:: Stated task ::
Filter the lines below, keeping and copying out each one that holds the string "license".

:: Entries provided ::

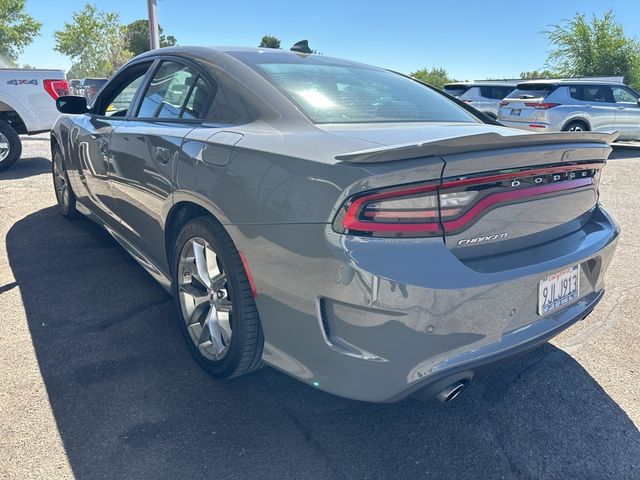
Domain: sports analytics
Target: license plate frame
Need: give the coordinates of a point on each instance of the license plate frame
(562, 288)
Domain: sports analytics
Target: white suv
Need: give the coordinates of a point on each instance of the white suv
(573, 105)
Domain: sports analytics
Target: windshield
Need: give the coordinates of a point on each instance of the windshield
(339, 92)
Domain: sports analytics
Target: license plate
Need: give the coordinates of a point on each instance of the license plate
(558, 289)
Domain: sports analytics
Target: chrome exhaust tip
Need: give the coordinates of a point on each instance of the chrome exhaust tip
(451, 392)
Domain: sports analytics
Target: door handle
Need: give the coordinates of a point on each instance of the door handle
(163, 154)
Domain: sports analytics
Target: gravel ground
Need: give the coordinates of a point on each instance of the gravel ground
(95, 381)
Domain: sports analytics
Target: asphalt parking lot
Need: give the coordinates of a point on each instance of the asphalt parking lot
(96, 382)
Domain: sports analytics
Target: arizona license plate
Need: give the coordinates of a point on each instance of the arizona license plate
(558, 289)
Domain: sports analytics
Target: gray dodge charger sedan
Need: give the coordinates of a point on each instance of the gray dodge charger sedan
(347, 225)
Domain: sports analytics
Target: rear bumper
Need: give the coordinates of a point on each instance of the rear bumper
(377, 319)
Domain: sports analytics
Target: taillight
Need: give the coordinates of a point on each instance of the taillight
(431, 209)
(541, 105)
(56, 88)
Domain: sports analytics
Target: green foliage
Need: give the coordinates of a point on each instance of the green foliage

:: Expected answer ::
Target: license plate frame
Need: give the coordinates of a point on each instance of the license plate frame
Target: license plate
Need: give the coordinates of a point on each instance of the license plate
Target: arizona license plate
Need: give the coordinates of a point on each instance of the arizona license plate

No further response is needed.